America is a big place of many competing forces and factions. There’s no immediate danger that America will fall prey to right-wing theocrats or nationalist mobs. The real danger is that the ideas of anti-individualist factions within the conservative movement will be picked up and “mainstreamed” by Republican Party pragmatists. That is exactly what happened during the Bush administration, and the results have been catastrophic for liberty.
Those factions and their ugly ideas must be fought by tearing away their deceptive “pro-American” packaging.
We must boldly champion a limited-government reform agenda—on the moral grounds of an individual’s right to exist for his own sake.
Unique among nations, America was constituted to advance not tribal interests but individual life, liberty, and the pursuit of happiness. In that sense, nationalism and populism are fundamentally un-American. They are ideologically alien to America’s Enlightenment heritage of reason, individual rights, and capitalism.
Second, principled individualists must begin to defend capitalism on moral grounds.
Because of the cultural pervasiveness of the “self-sacrifice” ethic, capitalism has seldom had champions, only nervous apologists. But now there is undeniable empirical evidence of the intellectual bankruptcy pervading the conservative movement. As if the 1996 collapse of the “Republican Revolution” weren’t enough, the disastrous legacy of the Bush administration provides damning proof that no free-market economic or political reforms can take root in cultural soils poisoned by tradition-worship, irrationalism, altruism, tribalism, and pragmatism. A decade filled with glaring examples demonstrates the futility of an aphilosophical approach to political and social reform.
As we’ve seen, some conservative thinkers have long understood that their fundamental philosophical ideas are incompatible with capitalism and freedom. Some have even explicitly renounced their commitment to America’s founding ideals, forsaking any further pretense of defending capitalism or limiting government.
Those of us who have not abandoned this cause—those of us who are fully committed to the promise of America—must man the ramparts from which the traditionalists and pragmatists have retreated.
We must replace their tribal code of self-sacrifice with an inspiring new moral vision of principled self-interest, an ethics that will resonate within the American soul and reflect our nation’s highest rational traditions.

## Activity 1
In the passage on conservatism and individualism, what was America constituted to advance?
## Activity 2
Resume the passage on conservatism and individualism from its final sentence and write what comes next.

## Data segment
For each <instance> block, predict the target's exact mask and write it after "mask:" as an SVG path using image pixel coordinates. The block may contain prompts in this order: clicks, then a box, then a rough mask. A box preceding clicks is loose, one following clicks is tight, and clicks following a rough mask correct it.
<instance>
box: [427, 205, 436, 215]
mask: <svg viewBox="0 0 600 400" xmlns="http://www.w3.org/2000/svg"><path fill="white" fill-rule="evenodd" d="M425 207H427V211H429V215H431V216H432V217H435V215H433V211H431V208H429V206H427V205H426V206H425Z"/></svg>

## Task result 1
Individual life, liberty, and the pursuit of happiness, not tribal interests.

## Task result 2
We must boldly champion a limited-government reform agenda—on the moral grounds of an individual’s right to exist for his own sake.
We must proudly uphold the social-economic system of laissez-faire capitalism: the system that has allowed hundreds of millions to realize their individual potential, while creating the greatest civilization in the history of the world.
We must remember that ours is not a battle against self-sacrifice, tradition, or tribalism; it’s a crusade for individualism. That battle can’t begin within the Republican Party, nor be led by political candidates dependent upon public favor. It is an intellectual battle, and it must start in the intellectual arena: in the journals, think tanks, and talk shows of the right.
We must understand that our path to political and cultural influence will be indirect, at first. It will lie not in politicking, but in the broader realm of ideas.
For well over two centuries, America has been home to the only social system in history fully compatible with human life on earth. Yet, from its beginnings, that system has been maligned by its sworn enemies and betrayed by its supposed friends.
Irving Kristol was right about one thing. The secular humanism of the Enlightenment era never did produce a compelling moral code. This failure stemmed from the inability of the thinkers of that era to fully repudiate the tribal morality of self-sacrifice, and to replace it with a new, individualist alternative.
Now it is time for us to complete the work begun with the American political revolution by launching the American moral revolution—for the legacy that America’s Founding Fathers bequeathed to us for safekeeping is a legacy that we truly must conserve.